Task for the records below: copy exactly from the first line on, stopping once the line with "x=193, y=81" is copied, and leave out the pictures.

Dataset entries
------

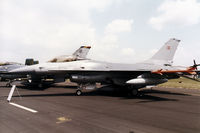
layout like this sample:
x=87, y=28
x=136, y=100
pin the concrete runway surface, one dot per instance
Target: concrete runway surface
x=161, y=110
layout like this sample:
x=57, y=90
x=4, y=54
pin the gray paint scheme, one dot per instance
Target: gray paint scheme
x=86, y=72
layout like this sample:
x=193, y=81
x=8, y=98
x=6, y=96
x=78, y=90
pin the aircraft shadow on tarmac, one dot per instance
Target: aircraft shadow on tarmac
x=146, y=95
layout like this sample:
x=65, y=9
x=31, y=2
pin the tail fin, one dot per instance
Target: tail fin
x=167, y=52
x=82, y=52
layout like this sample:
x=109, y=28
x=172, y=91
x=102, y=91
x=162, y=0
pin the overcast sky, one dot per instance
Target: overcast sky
x=125, y=31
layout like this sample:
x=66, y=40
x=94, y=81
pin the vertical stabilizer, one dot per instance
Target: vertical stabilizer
x=82, y=52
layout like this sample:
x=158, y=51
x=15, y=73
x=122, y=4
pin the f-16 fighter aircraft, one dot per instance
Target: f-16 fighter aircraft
x=87, y=73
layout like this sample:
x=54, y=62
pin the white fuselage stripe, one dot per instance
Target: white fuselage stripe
x=22, y=107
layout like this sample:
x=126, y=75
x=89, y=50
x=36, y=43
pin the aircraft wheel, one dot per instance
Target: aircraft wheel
x=78, y=92
x=134, y=92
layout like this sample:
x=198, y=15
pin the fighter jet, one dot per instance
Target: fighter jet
x=86, y=73
x=79, y=54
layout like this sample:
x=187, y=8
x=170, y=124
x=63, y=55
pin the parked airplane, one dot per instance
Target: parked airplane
x=87, y=73
x=79, y=54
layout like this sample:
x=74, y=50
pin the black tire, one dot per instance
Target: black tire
x=78, y=92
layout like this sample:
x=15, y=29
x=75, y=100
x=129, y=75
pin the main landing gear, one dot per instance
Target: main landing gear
x=79, y=89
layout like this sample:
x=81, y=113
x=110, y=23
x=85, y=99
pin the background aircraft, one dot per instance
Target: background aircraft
x=79, y=54
x=87, y=73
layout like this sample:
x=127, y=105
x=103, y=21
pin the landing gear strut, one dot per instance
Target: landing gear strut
x=9, y=83
x=79, y=89
x=78, y=92
x=134, y=92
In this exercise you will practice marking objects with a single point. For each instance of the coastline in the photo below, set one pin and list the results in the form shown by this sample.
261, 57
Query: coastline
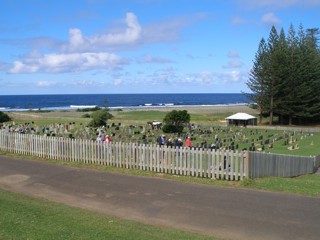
231, 108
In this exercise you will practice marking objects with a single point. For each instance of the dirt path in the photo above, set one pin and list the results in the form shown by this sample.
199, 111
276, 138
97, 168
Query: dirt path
221, 212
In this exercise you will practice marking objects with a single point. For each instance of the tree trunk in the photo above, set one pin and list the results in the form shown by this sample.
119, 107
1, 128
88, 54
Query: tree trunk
271, 111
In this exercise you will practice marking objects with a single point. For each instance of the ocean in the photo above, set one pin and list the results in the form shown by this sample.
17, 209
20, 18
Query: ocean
117, 101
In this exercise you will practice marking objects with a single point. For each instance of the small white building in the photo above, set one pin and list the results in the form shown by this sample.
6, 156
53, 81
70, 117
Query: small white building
241, 119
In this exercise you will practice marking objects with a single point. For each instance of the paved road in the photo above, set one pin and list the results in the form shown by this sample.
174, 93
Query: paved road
222, 212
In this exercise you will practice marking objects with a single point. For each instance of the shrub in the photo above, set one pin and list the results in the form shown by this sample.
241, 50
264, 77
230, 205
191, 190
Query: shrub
100, 118
172, 129
4, 117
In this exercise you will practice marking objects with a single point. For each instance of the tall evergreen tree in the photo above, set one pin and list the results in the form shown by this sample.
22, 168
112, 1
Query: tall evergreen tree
285, 77
258, 80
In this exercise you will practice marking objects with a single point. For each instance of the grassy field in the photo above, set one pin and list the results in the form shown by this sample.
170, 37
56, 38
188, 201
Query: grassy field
27, 218
23, 217
209, 125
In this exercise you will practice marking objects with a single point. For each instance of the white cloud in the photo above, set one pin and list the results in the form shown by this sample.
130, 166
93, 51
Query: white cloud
278, 4
74, 62
233, 54
270, 19
238, 20
154, 59
233, 64
80, 43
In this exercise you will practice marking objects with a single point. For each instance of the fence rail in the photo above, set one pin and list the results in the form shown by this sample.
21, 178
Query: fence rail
279, 165
204, 163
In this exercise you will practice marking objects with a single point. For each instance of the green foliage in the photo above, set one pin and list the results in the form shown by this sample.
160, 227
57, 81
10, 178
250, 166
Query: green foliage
285, 78
96, 108
4, 117
175, 120
100, 118
172, 129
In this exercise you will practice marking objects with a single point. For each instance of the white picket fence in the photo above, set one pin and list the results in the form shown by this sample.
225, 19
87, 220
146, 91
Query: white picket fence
204, 163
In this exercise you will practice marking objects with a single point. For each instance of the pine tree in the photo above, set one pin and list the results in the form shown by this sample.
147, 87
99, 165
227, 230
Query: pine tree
257, 80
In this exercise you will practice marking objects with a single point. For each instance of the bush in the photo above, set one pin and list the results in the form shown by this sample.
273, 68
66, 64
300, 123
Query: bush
4, 117
100, 118
172, 129
175, 121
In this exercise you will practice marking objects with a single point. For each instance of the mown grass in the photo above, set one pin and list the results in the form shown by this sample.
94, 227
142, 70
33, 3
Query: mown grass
23, 217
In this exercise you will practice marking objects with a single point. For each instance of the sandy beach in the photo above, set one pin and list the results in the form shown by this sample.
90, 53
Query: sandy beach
223, 109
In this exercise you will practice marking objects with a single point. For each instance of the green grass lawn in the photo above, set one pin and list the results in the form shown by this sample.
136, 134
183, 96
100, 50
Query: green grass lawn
23, 217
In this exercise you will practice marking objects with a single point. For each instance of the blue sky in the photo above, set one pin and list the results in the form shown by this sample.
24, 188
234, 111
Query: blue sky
138, 46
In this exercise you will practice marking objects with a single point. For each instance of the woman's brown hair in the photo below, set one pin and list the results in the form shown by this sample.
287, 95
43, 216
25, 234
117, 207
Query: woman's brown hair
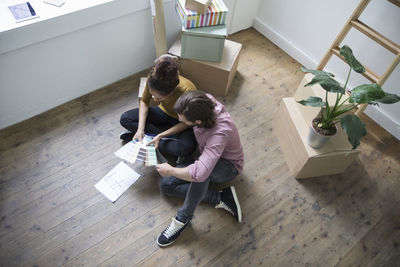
164, 76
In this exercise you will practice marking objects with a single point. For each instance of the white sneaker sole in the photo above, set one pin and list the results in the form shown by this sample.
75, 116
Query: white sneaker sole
239, 211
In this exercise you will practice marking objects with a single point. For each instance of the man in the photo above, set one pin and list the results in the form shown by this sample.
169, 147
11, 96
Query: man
221, 159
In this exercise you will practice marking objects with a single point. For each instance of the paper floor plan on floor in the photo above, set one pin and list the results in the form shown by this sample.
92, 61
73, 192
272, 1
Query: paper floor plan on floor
138, 151
117, 181
121, 177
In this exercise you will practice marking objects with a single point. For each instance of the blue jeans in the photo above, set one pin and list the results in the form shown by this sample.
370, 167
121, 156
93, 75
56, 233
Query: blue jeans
194, 193
182, 144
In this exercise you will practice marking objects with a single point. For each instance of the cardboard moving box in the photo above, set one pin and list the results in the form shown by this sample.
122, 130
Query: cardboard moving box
291, 128
212, 77
199, 6
205, 43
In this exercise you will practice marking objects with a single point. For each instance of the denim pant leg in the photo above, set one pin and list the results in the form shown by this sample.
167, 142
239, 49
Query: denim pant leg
156, 119
184, 144
224, 171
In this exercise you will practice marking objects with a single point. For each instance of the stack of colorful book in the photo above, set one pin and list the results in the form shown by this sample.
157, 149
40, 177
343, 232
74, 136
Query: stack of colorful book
203, 28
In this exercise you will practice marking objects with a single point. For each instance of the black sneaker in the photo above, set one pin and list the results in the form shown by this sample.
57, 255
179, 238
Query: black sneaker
230, 202
127, 135
171, 233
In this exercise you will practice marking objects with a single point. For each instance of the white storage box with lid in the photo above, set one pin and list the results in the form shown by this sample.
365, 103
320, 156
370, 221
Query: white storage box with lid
205, 43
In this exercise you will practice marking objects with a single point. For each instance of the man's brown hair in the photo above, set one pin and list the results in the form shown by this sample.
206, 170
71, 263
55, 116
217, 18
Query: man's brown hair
195, 105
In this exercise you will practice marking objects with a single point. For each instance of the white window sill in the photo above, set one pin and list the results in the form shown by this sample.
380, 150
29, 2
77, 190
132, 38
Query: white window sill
55, 21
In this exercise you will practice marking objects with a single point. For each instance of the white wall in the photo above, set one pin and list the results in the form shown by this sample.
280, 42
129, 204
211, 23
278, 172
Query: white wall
306, 29
49, 63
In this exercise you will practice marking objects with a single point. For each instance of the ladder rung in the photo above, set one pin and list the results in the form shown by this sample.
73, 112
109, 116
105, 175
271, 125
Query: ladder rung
370, 75
376, 36
395, 2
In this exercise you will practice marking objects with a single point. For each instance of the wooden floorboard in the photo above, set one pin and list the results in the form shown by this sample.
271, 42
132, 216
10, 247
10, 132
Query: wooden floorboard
51, 214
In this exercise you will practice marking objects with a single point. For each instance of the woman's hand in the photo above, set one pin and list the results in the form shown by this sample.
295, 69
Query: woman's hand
156, 141
139, 135
164, 169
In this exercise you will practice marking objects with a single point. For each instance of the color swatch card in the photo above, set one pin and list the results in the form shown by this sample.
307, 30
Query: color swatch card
138, 151
117, 181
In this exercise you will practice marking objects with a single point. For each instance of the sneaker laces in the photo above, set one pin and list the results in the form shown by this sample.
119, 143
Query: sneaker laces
225, 207
172, 229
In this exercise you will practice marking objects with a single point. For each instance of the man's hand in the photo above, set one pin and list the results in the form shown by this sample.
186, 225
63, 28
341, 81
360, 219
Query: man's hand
156, 141
164, 169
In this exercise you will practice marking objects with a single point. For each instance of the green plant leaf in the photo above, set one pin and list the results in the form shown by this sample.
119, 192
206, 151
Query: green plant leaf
312, 101
388, 99
326, 82
346, 52
317, 72
365, 93
354, 128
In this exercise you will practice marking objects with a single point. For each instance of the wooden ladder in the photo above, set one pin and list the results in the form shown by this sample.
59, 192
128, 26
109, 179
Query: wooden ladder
354, 22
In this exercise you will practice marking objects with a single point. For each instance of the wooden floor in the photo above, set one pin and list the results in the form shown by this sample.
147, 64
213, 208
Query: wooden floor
52, 215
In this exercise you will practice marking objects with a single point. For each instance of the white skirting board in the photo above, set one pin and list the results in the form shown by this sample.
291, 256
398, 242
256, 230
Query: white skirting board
373, 112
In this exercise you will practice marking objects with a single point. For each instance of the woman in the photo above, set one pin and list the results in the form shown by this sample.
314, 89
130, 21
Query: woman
165, 86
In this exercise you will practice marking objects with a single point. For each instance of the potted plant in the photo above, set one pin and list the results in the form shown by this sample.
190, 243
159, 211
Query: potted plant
324, 125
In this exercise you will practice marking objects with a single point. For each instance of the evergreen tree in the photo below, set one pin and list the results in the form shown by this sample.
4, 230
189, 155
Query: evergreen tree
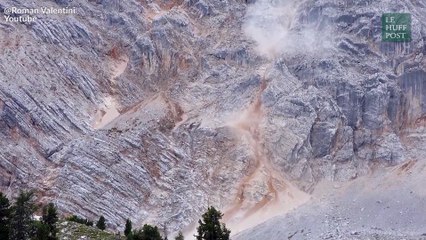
4, 216
101, 223
21, 223
210, 227
179, 236
50, 217
128, 229
147, 232
42, 231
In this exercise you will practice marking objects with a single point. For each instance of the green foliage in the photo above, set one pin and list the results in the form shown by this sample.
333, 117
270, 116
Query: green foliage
128, 228
147, 232
21, 223
179, 236
5, 214
50, 217
101, 223
77, 219
210, 227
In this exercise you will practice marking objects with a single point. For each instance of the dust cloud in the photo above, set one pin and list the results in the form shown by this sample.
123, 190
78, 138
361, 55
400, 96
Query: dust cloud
274, 26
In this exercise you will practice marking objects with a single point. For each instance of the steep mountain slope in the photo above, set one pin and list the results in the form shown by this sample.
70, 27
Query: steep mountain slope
155, 109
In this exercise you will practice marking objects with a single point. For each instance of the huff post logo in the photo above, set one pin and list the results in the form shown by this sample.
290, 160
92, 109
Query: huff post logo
396, 27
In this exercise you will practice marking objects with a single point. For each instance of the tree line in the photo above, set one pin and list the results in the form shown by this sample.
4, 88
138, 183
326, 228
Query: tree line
17, 223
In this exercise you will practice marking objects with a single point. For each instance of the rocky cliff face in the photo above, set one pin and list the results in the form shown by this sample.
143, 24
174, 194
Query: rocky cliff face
155, 109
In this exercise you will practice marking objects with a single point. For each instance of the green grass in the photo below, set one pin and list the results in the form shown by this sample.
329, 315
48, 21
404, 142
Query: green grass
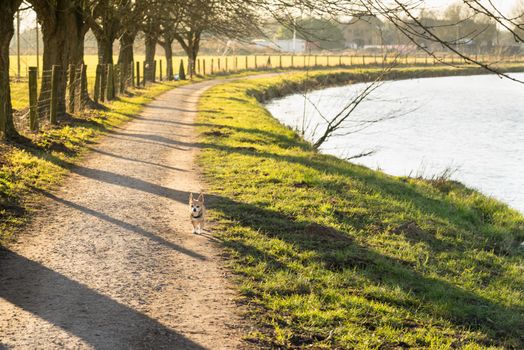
41, 161
329, 254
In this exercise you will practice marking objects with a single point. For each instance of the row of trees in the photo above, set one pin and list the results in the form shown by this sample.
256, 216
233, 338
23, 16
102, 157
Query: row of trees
65, 23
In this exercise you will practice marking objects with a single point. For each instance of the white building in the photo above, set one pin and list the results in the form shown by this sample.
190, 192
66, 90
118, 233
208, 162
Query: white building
288, 45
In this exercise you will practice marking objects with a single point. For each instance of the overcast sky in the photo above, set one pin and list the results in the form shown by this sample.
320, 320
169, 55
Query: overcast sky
504, 5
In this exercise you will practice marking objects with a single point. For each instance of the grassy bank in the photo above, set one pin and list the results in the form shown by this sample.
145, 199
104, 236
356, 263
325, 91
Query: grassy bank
333, 255
39, 162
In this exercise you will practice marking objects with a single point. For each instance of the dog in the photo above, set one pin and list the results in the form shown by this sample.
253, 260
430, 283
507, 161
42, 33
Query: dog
198, 211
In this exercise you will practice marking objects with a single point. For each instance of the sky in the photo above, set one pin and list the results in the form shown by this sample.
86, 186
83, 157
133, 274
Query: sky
506, 6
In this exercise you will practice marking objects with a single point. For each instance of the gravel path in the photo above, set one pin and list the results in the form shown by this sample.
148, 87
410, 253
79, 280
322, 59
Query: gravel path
110, 262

------

▶ **RESPONSE TO THE TASK**
layout like this sample:
x=87, y=28
x=136, y=100
pin the concrete runway surface, one dot per instance
Target: concrete runway surface
x=161, y=110
layout like this sample:
x=57, y=90
x=4, y=54
pin the gray paint scheme, one dot per instance
Target: gray paint scheme
x=86, y=72
layout like this sample:
x=193, y=81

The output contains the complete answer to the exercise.